▼

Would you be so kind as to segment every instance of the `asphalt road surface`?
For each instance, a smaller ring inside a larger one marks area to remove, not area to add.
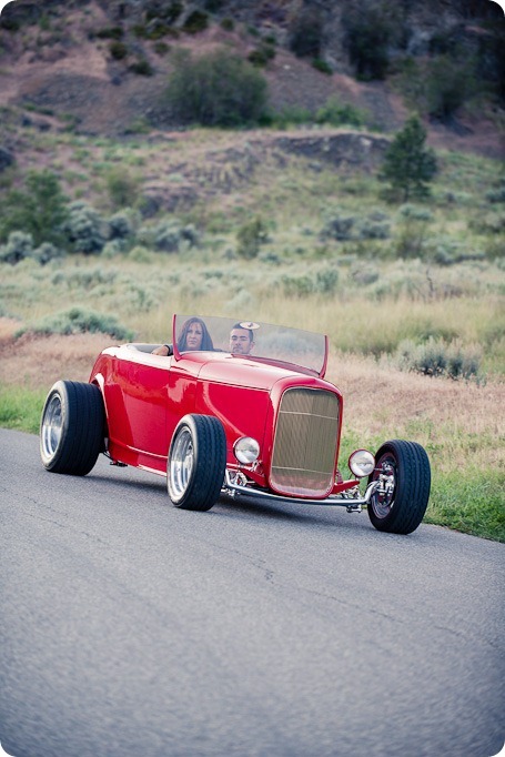
[[[504,545],[47,473],[0,430],[0,741],[16,757],[491,757]]]

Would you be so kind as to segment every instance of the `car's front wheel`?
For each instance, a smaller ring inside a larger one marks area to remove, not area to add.
[[[184,415],[170,444],[166,486],[175,507],[206,511],[219,499],[226,467],[223,424],[211,415]]]
[[[103,450],[105,413],[94,384],[58,381],[40,422],[40,456],[52,473],[85,476]]]
[[[375,455],[375,470],[368,483],[377,487],[368,503],[368,516],[378,531],[410,534],[426,512],[430,487],[430,460],[416,442],[393,440]]]

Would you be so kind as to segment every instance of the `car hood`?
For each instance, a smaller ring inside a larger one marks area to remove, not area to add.
[[[303,370],[228,354],[212,356],[199,371],[199,380],[270,391],[281,378],[300,376]],[[312,375],[312,374],[310,374]]]

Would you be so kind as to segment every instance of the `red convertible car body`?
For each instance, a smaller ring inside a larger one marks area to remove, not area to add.
[[[352,477],[341,475],[343,396],[324,378],[325,336],[206,317],[212,349],[185,350],[180,334],[190,320],[173,317],[170,356],[153,354],[156,344],[111,346],[88,384],[54,384],[41,421],[47,470],[83,475],[104,453],[166,476],[181,508],[209,509],[224,493],[349,512],[366,505],[382,531],[417,527],[430,494],[418,444],[386,442],[375,456],[357,450]],[[249,354],[231,351],[236,325],[254,344]]]

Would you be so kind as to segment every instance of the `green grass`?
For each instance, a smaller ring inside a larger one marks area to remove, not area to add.
[[[505,542],[505,473],[494,468],[435,473],[424,521]]]
[[[47,391],[0,385],[0,426],[38,434]]]

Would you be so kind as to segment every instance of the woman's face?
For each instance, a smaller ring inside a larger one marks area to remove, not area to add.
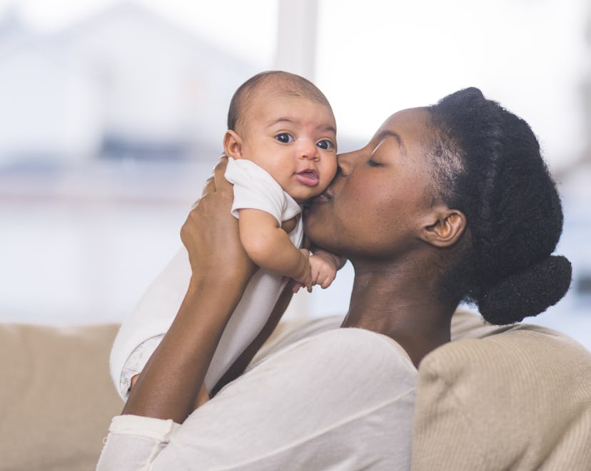
[[[422,243],[421,216],[434,203],[425,155],[428,120],[426,108],[399,111],[364,148],[338,156],[340,171],[306,211],[315,244],[349,258],[383,259]]]

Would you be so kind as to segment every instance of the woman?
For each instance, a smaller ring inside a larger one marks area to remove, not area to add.
[[[224,166],[183,227],[189,288],[99,469],[408,469],[415,368],[450,340],[458,304],[510,323],[568,289],[570,265],[551,255],[560,201],[535,137],[480,91],[461,91],[390,116],[339,157],[307,211],[311,241],[355,268],[343,327],[355,328],[296,342],[193,412],[254,270],[226,216]]]

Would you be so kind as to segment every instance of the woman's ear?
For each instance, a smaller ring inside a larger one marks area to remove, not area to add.
[[[423,240],[435,247],[451,247],[466,228],[466,216],[458,209],[435,208],[423,227]]]
[[[228,157],[242,158],[242,138],[232,129],[226,131],[223,136],[223,151]]]

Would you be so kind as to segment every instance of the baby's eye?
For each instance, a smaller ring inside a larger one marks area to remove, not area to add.
[[[335,148],[335,145],[333,143],[332,141],[329,141],[328,139],[319,141],[316,143],[316,146],[325,151],[330,151],[331,149]]]
[[[293,142],[293,138],[291,137],[287,133],[281,133],[281,134],[278,134],[275,136],[275,138],[277,139],[279,142],[283,142],[285,144]]]

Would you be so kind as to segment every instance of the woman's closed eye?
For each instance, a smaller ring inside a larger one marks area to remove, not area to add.
[[[275,138],[284,144],[288,144],[293,142],[293,136],[288,134],[287,133],[280,133],[275,136]]]

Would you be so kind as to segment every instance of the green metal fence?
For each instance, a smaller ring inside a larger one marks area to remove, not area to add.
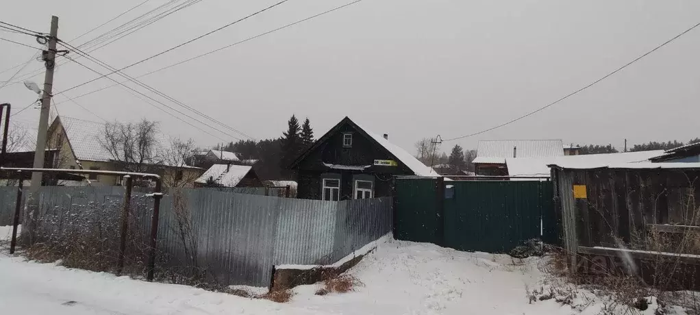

▲

Put every line of the items above into a JSON list of strings, one string per line. Skip blank lines and leave out the pictures.

TASK SOLUTION ::
[
  "Would you be so kind as to segment every instance of the `asphalt road surface`?",
  "For each instance, a smaller ring inside a larger one marks area to remove, not area to add.",
  "[[[504,545],[47,473],[0,430],[0,741],[16,757],[491,757]]]",
  "Would you be so kind as to segment every instance of the `car's front wheel`?",
  "For each instance, a smaller ring inside a larger one marks area to remove, not area to add.",
  "[[[184,415],[170,444],[166,486],[175,507],[206,511],[219,499],[226,467],[223,424],[211,415]]]",
  "[[[103,450],[105,413],[94,384],[58,381],[40,422],[40,456],[52,473],[85,476]]]",
  "[[[375,455],[375,470],[368,483],[377,487],[368,503],[368,516],[378,531],[410,534],[426,512],[430,487],[430,460],[416,442],[393,440]]]",
  "Would you be so kind as to segment every instance of the `car hood`?",
  "For each instance, a smaller ring inside a larger one marks area to remove, not area to add.",
  "[[[303,370],[228,354],[212,356],[199,371],[199,380],[270,391],[281,378],[300,376]],[[312,375],[312,374],[310,374]]]",
  "Would you be so kind as to segment every instance of the `red convertible car body`?",
  "For each instance, a smaller ring inside a larger one marks area to remove, not area to add.",
  "[[[352,477],[341,475],[343,396],[324,378],[325,336],[206,317],[212,349],[185,350],[180,334],[190,320],[173,317],[170,356],[153,354],[156,344],[111,346],[88,384],[54,384],[41,421],[47,470],[83,475],[104,453],[166,476],[181,508],[209,509],[224,493],[349,512],[366,505],[382,531],[417,527],[430,494],[418,444],[386,442],[375,456],[357,450]],[[249,354],[231,351],[236,325],[254,344]]]",
  "Would you be so kind as to segment every instance of the `green grass`?",
  "For each instance, a smaller ring inside a larger one marks area to remove, not area to add.",
  "[[[505,542],[505,473],[494,468],[435,473],[424,521]]]",
  "[[[47,391],[0,385],[0,426],[38,434]]]",
  "Would you be so kind as to segment every instance of the woman's face?",
  "For each instance, a smaller ring inside a larger one marks area to remove, not area to add.",
  "[[[422,243],[421,216],[434,203],[425,155],[428,120],[426,108],[399,111],[364,148],[338,156],[340,171],[306,211],[315,244],[349,258],[383,259]]]",
  "Would you be so kind as to segment every instance of the woman?",
  "For each instance, a smaller ring inside a larger one marks area to remove, not area to add.",
  "[[[224,166],[183,227],[189,288],[99,469],[408,469],[415,368],[450,340],[458,304],[510,323],[568,289],[570,265],[551,255],[560,201],[535,137],[480,91],[461,91],[390,116],[339,157],[307,211],[311,241],[355,268],[343,327],[355,328],[296,342],[193,412],[254,270],[226,216]]]",
  "Would you be so kind as to segment every instance of the woman's ear?",
  "For each instance, a smaller ring inside a larger one marks area to remove, not area to add.",
  "[[[423,240],[435,247],[451,247],[466,228],[466,216],[458,209],[435,208],[423,227]]]",
  "[[[228,157],[242,158],[242,138],[232,129],[226,131],[223,136],[223,151]]]",
  "Would you be so kind as to segment every instance of the baby's eye?",
  "For each instance, a smaller ring inside a larger one marks area to remove, not area to add.",
  "[[[335,148],[335,145],[333,143],[332,141],[329,141],[328,139],[319,141],[316,143],[316,146],[325,151],[330,151],[331,149]]]",
  "[[[293,142],[293,138],[291,137],[287,133],[281,133],[281,134],[278,134],[275,136],[275,138],[277,139],[279,142],[283,142],[285,144]]]",
  "Would you be so kind as to segment every instance of the woman's closed eye?",
  "For each instance, a smaller ring inside a larger one marks area to remove, not area to add.",
  "[[[275,138],[284,144],[288,144],[293,142],[293,136],[288,134],[287,133],[280,133],[275,136]]]",
  "Would you be so kind as to segment every instance of the green metal fence?",
  "For each instance, a smaller ring inside a larger one marks area to remove, not area to add."
]